• PROBLEMS TO SOLVE:
a) Retype the passage on Enterprise License Agreements between "Mina, a new" and "for their extension.", inclusive.
b) Answer these from the passage on Enterprise License Agreements:
(i) What is the first reason the passage gives for choosing an ELA?
(ii) How many other departments does Mina say will use more than her group?
(iii) What should you present to Mina if she cannot help you find the person who can negotiate an ELA?

Navigate through the Qstream questions below to preview. Each challenge is designed following Qstream’s best practices for maximum knowledge reinforcement and engagement. This Qstream is free for clients to use as a starting point.

1. Enterprise License Agreements >
2. Whether to Apply Existing Discounts >
3. Opportunity Identification >
4. Business Value >
5. Opening Questions >
6. Discovery calls >

Follow the interactions on each screen to answer Qstream questions as a Participant.

True or False? When a new buyer asks if the Enterprise License Agreement (ELA) you're proposing is just another name for contract pricing, you can confidently respond with “Yes.”

Answer explanation:
Enterprise License Agreements can be the right choice when you are striving to build a long-term (and equitable) relationship with a customer.

Although it's easy to get pulled into price-per-user discussions, ELAs are often a better choice, for several important reasons. First, they establish and preserve your optimal price point, so that when new opportunities appear, you're in a strong negotiating position. Second, ELAs make it easy for your customer to drive adoption and use more of your product, which leads to more opportunities to expand your footprint. Third, it shows your customer that you are a partner who is investing in their success.

An ELA is NOT an alternate way to provide a discount.

Mina, a new prospect in an existing account, is ready to buy. She tells you, "I know my group is going to use a lot less than the other three departments you told me about, but I still think we merit the same discount as everyone else." From a pricing perspective, what is your best response to Mina?

Answer explanation:
The best approach is to pursue an ELA, to align the emerging high-volume commitment at this customer with the best price for them. Negotiating an ELA will also open the opportunity to "close down" some of the other deals, and let you negotiate for their extension.

If Mina isn't in a position to help you call higher and find the person who can negotiate an ELA, presenting her with a list price proposal for her separate purchase is the best answer.

• DATA ROWS:
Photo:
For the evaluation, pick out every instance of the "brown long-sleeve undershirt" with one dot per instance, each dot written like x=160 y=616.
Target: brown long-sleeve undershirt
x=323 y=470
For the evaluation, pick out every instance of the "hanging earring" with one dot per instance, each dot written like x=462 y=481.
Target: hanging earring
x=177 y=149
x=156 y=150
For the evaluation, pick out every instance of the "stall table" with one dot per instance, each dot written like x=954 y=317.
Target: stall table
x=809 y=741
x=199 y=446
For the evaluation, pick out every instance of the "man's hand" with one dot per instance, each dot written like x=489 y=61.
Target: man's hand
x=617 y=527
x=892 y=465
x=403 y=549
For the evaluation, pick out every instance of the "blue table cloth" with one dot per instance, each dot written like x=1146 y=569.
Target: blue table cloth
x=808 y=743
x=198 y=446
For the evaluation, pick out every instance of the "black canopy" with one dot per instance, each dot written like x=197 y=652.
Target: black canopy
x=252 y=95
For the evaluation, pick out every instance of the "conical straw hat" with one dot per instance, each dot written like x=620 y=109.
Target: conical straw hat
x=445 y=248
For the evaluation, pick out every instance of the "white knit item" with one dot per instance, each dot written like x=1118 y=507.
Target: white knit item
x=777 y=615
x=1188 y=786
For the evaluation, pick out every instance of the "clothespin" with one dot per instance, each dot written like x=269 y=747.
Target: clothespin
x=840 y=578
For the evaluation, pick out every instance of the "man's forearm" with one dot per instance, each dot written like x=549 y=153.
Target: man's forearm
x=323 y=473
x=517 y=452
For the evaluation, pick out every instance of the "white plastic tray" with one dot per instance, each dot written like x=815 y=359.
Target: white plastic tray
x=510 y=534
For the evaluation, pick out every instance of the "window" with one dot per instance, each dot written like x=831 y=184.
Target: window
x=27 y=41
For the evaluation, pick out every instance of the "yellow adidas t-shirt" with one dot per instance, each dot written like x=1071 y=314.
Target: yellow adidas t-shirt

• PER-TASK ANSWERS:
a)
Mina, a new prospect in an existing account, is ready to buy. She tells you, "I know my group is going to use a lot less than the other three departments you told me about, but I still think we merit the same discount as everyone else." From a pricing perspective, what is your best response to Mina?

Answer explanation:
The best approach is to pursue an ELA, to align the emerging high-volume commitment at this customer with the best price for them. Negotiating an ELA will also open the opportunity to "close down" some of the other deals, and let you negotiate for their extension.

b)
(i) ELAs establish and preserve your optimal price point, which puts you in a strong negotiating position when new opportunities appear.
(ii) Three.
(iii) A list price proposal for her separate purchase.